=== Trecho ===
....................
Liberdade de escolha não é liberdade, embora pareça ser; assim como ordem não é
conformismo ou imitação. A ordem só pode surgir com o “insight” que escolher é,
em si mesmo, a negação da liberdade. Na escola a pessoa aprende sobre o
movimento do pensamento, o amor e a morte, porque tudo isso é nossa vida.
Desde
tempos antigos o homem tem buscado algo além do mundo material, algo
imensurável, algo sagrado. É intenção desta escola investigar esta
possibilidade.
A totalidade
deste movimento de investigação no conhecimento, em si mesmo, na possibilidade
de alguma coisa além do conhecimento, provoca naturalmente uma revolução
psicológica e, a partir daí, surge inevitavelmente uma ordem completamente
diferente nas relações humanas, na sociedade. O entendimento inteligente de
tudo isso pode produzir uma mudança profunda na consciência da humanidade.”“.
No ano
seguinte fiquei em “Arya Vihara” por quase duas semanas. Nesta casa Annie
Besant e Aldous Huxley ficaram, e aqui Nitya, irmão de K, morreu. É uma casa
simples, bem cuidada, com uma atmosfera maravilhosa, rodeada por muitas flores
e árvores grandiosas. Hoje serve de biblioteca onde se pode ver vídeos, ouvir
fitas de áudio e pode-se ler ou comprar qualquer publicação sobre os
ensinamentos de K. Depois que comprei uma casa em Country Club Drive, em Ojai,
K veio me visitar. Foi no verão de 1985; ele não tinha mais a melhor saúde mas
era extremamente ativo. Logo que ele entrou na casa, Magda, minha esposa,
perguntou se ele poderia fazer algo a respeito do quarto dela que não tinha uma
atmosfera agradável, possivelmente devido ao estilo de vida de um de seus
ocupantes anteriores. Ele concordou e pediu que esperássemos do lado de fora
enquanto ele entrava no cômodo que lhe indicamos. Depois de um tempo ele
voltou, e perguntei se ele podia exorcizar outro aposento, o que ele fez. No
dia seguinte ele perguntou de forma modesta e amigável: Você percebeu
alguma diferença? – Oh, sim,respondi, está maravilhoso; uma paz;
uma tremenda calma. Mas pergunto se não é apenas minha imaginação. K
segurou meu braço com sua costumeira intensidade e disse: Eu também.
K costumava
chamar minha esposa de “Madame A.G”. Em Brockwood ele sugeriu que mudasse meu
nome para “A.G.” Perguntei o que significava e ele explicou: Ange
Gardien(Anjo da Guarda).
....................
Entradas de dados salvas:
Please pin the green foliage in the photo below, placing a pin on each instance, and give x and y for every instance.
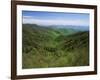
(47, 47)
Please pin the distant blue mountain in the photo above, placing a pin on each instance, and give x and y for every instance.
(79, 28)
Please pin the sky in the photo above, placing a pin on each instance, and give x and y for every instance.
(55, 18)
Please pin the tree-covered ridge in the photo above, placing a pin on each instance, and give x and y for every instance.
(54, 47)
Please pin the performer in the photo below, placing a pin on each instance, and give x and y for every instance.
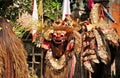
(13, 62)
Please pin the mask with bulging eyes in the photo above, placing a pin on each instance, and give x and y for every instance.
(59, 37)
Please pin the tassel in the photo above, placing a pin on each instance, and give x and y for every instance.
(108, 15)
(90, 4)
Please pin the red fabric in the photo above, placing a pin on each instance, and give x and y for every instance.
(46, 45)
(70, 45)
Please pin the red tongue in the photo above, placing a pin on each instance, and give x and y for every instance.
(46, 45)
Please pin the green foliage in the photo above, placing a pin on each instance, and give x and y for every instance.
(12, 9)
(52, 9)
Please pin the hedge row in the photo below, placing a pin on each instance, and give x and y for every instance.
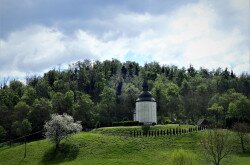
(171, 131)
(127, 123)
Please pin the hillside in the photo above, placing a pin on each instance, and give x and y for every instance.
(98, 147)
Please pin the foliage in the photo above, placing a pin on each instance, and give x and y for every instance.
(21, 128)
(126, 123)
(216, 145)
(105, 92)
(242, 130)
(60, 127)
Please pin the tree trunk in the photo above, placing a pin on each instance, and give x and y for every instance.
(25, 147)
(242, 145)
(57, 146)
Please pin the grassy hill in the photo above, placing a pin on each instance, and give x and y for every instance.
(101, 147)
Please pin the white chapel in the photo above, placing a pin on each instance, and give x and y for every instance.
(145, 107)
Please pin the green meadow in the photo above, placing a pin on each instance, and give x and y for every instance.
(113, 145)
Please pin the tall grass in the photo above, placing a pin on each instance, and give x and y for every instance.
(182, 157)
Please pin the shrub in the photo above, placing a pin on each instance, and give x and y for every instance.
(216, 145)
(182, 157)
(60, 127)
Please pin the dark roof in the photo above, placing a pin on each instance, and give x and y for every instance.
(203, 122)
(145, 94)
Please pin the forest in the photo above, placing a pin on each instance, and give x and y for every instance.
(101, 93)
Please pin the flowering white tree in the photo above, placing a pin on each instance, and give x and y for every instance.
(60, 127)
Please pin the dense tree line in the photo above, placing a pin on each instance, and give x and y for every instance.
(99, 93)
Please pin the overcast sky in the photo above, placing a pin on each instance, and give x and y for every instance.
(37, 35)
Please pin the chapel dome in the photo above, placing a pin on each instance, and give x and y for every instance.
(145, 94)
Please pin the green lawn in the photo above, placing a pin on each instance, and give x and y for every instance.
(100, 147)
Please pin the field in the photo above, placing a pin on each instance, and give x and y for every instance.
(103, 146)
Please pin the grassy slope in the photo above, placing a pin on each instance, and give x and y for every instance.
(99, 148)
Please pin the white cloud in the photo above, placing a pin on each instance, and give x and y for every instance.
(189, 35)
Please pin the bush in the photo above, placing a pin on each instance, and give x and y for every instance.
(182, 157)
(60, 127)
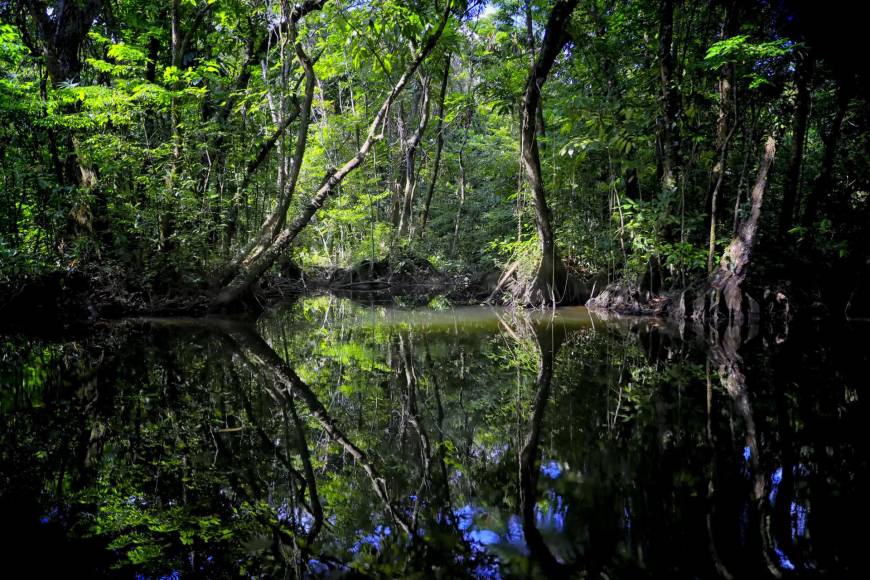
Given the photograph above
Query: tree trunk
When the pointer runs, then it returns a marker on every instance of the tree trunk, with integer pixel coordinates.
(822, 185)
(726, 281)
(669, 133)
(723, 135)
(548, 285)
(410, 148)
(257, 262)
(439, 146)
(790, 195)
(63, 31)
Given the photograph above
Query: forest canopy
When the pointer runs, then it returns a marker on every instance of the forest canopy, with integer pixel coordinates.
(166, 148)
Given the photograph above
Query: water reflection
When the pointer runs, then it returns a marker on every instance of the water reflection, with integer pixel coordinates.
(332, 438)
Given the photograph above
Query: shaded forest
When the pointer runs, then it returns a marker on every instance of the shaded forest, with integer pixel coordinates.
(657, 156)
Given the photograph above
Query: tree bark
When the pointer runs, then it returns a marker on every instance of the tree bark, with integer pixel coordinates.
(259, 260)
(822, 185)
(439, 146)
(729, 276)
(790, 194)
(549, 279)
(410, 148)
(723, 135)
(669, 132)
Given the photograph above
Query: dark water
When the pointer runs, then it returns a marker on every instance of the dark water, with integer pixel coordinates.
(332, 439)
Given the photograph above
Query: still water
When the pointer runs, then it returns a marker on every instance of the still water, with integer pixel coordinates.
(328, 438)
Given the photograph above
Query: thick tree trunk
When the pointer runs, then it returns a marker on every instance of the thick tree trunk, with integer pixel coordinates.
(275, 221)
(439, 146)
(790, 194)
(548, 338)
(723, 136)
(258, 261)
(549, 283)
(729, 276)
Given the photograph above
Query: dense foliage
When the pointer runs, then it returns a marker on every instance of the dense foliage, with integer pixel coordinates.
(165, 140)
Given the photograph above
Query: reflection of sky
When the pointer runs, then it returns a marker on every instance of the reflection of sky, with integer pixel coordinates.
(797, 512)
(550, 513)
(551, 469)
(373, 540)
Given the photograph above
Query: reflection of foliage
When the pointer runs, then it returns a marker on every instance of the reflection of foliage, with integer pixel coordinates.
(173, 455)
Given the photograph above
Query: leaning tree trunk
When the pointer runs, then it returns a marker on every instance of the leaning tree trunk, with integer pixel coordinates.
(439, 146)
(252, 267)
(549, 284)
(725, 283)
(410, 148)
(723, 135)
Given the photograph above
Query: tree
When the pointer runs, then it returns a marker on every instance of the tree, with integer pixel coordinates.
(549, 284)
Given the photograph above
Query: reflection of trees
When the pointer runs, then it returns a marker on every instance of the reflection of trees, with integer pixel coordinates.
(547, 336)
(257, 353)
(723, 354)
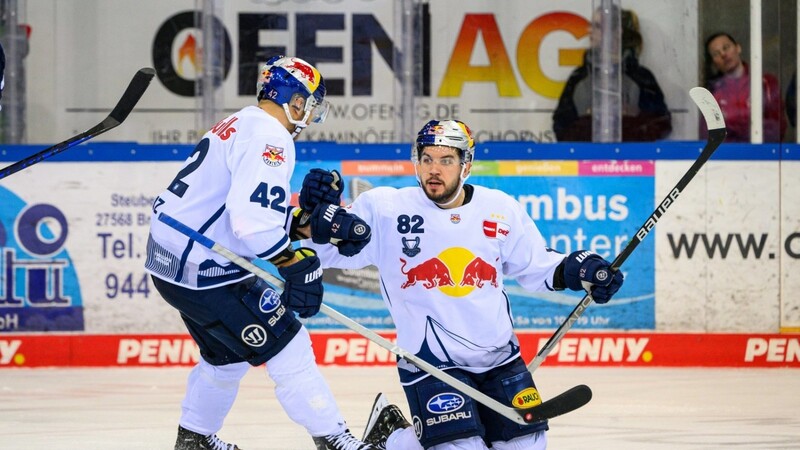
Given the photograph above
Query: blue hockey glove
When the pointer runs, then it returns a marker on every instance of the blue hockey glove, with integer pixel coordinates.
(590, 272)
(302, 291)
(332, 224)
(321, 186)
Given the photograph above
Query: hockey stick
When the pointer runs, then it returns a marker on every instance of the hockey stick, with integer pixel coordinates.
(716, 134)
(563, 403)
(135, 90)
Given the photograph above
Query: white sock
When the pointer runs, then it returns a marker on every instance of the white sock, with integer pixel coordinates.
(210, 392)
(301, 389)
(403, 439)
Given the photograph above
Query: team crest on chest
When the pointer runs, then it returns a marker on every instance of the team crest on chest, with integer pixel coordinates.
(411, 246)
(273, 156)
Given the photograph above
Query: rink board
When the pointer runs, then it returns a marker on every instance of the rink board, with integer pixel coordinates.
(595, 349)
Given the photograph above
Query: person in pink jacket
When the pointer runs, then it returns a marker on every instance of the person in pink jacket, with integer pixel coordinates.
(729, 81)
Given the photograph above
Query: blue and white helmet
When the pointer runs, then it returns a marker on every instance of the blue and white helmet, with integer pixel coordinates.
....................
=== Objetivo 1 ===
Reescreva o trecho de "Liberdade de escolha" até "possibilidade.", substituindo "escola" por "comunidade".
=== Objetivo 2 ===
Mostre cada linha dos registros em que aparece a palavra "trunk".

=== Resultado final 1 ===
Liberdade de escolha não é liberdade, embora pareça ser; assim como ordem não é
conformismo ou imitação. A ordem só pode surgir com o “insight” que escolher é,
em si mesmo, a negação da liberdade. Na comunidade a pessoa aprende sobre o
movimento do pensamento, o amor e a morte, porque tudo isso é nossa vida.
Desde
tempos antigos o homem tem buscado algo além do mundo material, algo
imensurável, algo sagrado. É intenção desta comunidade investigar esta
possibilidade.

=== Resultado final 2 ===
Please pin the tree trunk in the photo above, placing a pin on each instance, and give x and y for every instance.
Query: tree trunk
When the pointer runs, then it returns a marker on every instance of the tree trunk, with integer pixel coordinates.
Query: thick tree trunk
When the pointer runs, then it returns a marker on every instance of the thick tree trunk, with integer pixel coordinates.
Query: leaning tree trunk
When the pointer runs, then it returns a marker on every instance of the leaning tree trunk, with integer pixel coordinates.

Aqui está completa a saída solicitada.